## EXERCISE TASK
Pull out every line in the entries below that contains the string "woman", matching case exactly.

## TASK DATA

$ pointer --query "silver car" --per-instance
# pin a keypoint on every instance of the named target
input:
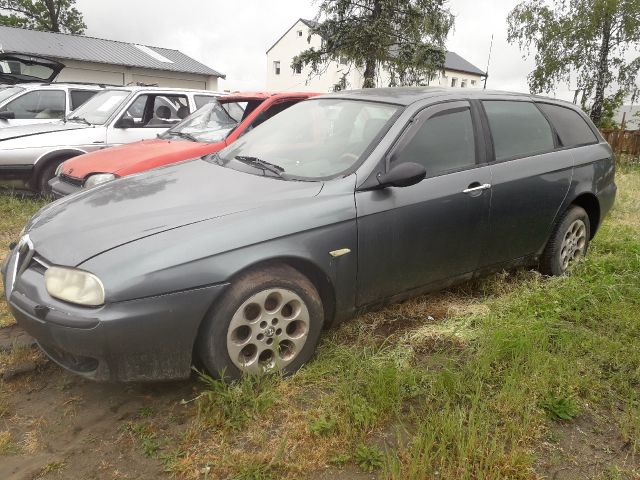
(31, 154)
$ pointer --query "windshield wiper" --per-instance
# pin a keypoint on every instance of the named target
(79, 119)
(261, 164)
(188, 136)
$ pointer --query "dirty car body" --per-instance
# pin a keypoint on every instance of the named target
(169, 243)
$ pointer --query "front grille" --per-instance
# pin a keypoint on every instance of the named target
(72, 180)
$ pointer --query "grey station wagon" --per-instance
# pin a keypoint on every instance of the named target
(339, 204)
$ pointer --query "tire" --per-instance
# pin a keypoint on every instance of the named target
(47, 173)
(568, 243)
(269, 320)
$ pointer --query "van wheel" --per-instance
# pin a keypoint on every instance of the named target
(568, 243)
(47, 173)
(269, 320)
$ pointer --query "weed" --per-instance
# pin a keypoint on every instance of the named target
(368, 458)
(561, 408)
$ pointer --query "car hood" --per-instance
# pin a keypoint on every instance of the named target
(39, 129)
(81, 226)
(136, 157)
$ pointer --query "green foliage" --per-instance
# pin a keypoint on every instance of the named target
(561, 408)
(368, 458)
(232, 404)
(584, 40)
(406, 39)
(44, 15)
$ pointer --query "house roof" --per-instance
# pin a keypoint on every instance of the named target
(90, 49)
(453, 61)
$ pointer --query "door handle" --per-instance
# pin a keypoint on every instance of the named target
(478, 188)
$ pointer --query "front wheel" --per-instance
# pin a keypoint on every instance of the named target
(568, 243)
(268, 320)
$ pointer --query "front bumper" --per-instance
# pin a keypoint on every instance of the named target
(137, 340)
(60, 188)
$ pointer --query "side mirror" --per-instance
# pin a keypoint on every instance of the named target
(125, 122)
(402, 175)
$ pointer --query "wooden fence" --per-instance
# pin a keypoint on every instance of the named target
(623, 141)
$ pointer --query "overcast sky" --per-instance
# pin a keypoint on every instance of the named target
(233, 37)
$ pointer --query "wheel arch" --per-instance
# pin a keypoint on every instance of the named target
(44, 160)
(590, 203)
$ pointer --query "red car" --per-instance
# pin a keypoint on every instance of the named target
(208, 130)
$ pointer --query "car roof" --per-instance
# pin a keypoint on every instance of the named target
(264, 95)
(407, 95)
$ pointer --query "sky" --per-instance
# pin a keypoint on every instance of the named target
(233, 37)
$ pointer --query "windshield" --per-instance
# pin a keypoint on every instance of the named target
(7, 93)
(99, 108)
(312, 139)
(211, 123)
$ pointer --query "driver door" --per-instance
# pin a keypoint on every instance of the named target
(146, 117)
(417, 236)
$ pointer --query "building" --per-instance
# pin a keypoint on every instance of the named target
(97, 60)
(458, 72)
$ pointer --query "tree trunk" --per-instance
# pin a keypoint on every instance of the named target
(603, 70)
(370, 64)
(53, 15)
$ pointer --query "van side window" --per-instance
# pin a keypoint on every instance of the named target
(571, 127)
(78, 97)
(445, 142)
(518, 129)
(44, 104)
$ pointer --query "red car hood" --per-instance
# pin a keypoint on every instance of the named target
(137, 157)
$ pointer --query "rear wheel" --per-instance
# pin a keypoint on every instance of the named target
(268, 320)
(568, 243)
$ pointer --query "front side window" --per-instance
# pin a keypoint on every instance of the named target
(38, 104)
(78, 97)
(99, 108)
(212, 123)
(445, 142)
(311, 140)
(518, 129)
(571, 127)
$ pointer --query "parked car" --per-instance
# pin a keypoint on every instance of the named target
(27, 95)
(30, 154)
(339, 204)
(208, 130)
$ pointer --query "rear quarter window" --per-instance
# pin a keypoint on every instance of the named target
(518, 129)
(572, 129)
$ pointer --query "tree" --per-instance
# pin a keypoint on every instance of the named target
(405, 37)
(589, 39)
(45, 15)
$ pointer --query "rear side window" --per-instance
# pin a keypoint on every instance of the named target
(444, 142)
(518, 129)
(38, 104)
(571, 127)
(202, 100)
(78, 97)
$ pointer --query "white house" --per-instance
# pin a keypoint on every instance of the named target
(458, 72)
(97, 60)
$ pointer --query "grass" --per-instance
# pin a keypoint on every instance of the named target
(463, 384)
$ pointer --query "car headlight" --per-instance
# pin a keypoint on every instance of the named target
(98, 178)
(74, 286)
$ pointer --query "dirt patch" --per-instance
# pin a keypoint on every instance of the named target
(588, 447)
(57, 425)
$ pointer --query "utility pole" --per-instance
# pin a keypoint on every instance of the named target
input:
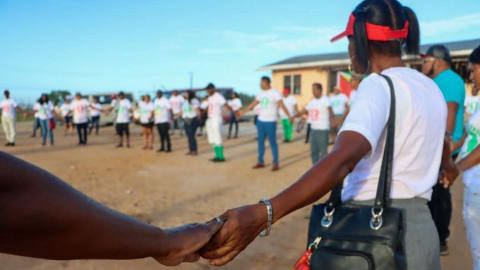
(191, 80)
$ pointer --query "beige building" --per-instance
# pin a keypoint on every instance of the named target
(300, 72)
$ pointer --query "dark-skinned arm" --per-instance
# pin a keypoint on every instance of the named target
(244, 224)
(44, 217)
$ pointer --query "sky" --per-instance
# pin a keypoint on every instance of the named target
(97, 46)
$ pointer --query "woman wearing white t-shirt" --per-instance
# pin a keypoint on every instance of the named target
(123, 109)
(147, 115)
(95, 110)
(46, 112)
(67, 116)
(470, 165)
(236, 104)
(191, 119)
(79, 110)
(377, 32)
(320, 116)
(270, 101)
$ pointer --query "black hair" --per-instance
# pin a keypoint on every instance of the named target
(318, 85)
(191, 96)
(41, 101)
(387, 13)
(267, 79)
(474, 57)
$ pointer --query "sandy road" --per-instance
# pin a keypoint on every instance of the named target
(173, 189)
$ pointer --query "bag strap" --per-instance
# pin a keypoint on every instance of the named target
(384, 184)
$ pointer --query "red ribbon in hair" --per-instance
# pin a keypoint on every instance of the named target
(375, 32)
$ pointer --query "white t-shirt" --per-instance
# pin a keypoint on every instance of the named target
(95, 109)
(353, 95)
(65, 109)
(235, 104)
(146, 110)
(471, 104)
(257, 109)
(421, 117)
(338, 104)
(290, 103)
(44, 111)
(80, 110)
(177, 102)
(269, 105)
(318, 113)
(8, 107)
(162, 105)
(123, 111)
(472, 175)
(215, 105)
(188, 109)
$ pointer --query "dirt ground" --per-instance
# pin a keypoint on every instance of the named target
(172, 189)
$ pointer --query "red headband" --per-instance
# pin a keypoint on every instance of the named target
(375, 32)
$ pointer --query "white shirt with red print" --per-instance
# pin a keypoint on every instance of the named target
(319, 114)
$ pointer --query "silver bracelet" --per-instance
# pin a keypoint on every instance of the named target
(270, 218)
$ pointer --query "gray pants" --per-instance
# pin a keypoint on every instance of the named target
(421, 238)
(318, 144)
(9, 126)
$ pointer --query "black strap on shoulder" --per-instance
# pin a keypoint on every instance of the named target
(385, 181)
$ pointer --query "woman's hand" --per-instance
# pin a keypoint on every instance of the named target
(183, 243)
(241, 227)
(239, 114)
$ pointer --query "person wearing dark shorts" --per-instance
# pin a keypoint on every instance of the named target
(146, 120)
(79, 109)
(162, 119)
(67, 116)
(95, 110)
(124, 108)
(437, 63)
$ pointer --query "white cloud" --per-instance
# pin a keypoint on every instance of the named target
(450, 25)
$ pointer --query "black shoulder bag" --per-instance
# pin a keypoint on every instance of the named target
(342, 236)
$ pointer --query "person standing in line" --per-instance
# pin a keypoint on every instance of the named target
(95, 110)
(236, 104)
(9, 118)
(340, 110)
(216, 103)
(176, 102)
(162, 115)
(270, 100)
(67, 117)
(291, 103)
(204, 115)
(472, 102)
(147, 115)
(36, 124)
(437, 65)
(191, 116)
(79, 110)
(321, 118)
(470, 165)
(123, 111)
(45, 109)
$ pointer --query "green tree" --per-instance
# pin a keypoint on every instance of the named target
(56, 96)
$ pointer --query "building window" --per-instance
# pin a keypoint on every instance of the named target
(293, 83)
(297, 86)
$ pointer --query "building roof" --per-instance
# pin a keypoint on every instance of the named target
(458, 48)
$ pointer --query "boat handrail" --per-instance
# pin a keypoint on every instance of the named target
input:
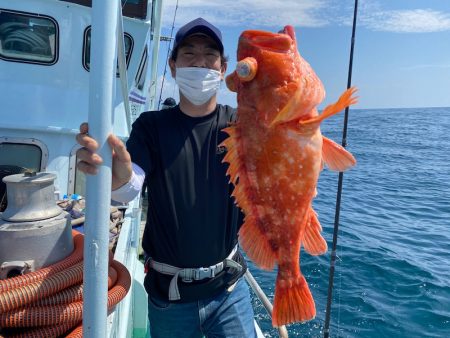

## COMPLETE OUTPUT
$ pointer --query "woman wearing white t-shirt" --per-instance
$ pointer --query "woman's hand" --per-instance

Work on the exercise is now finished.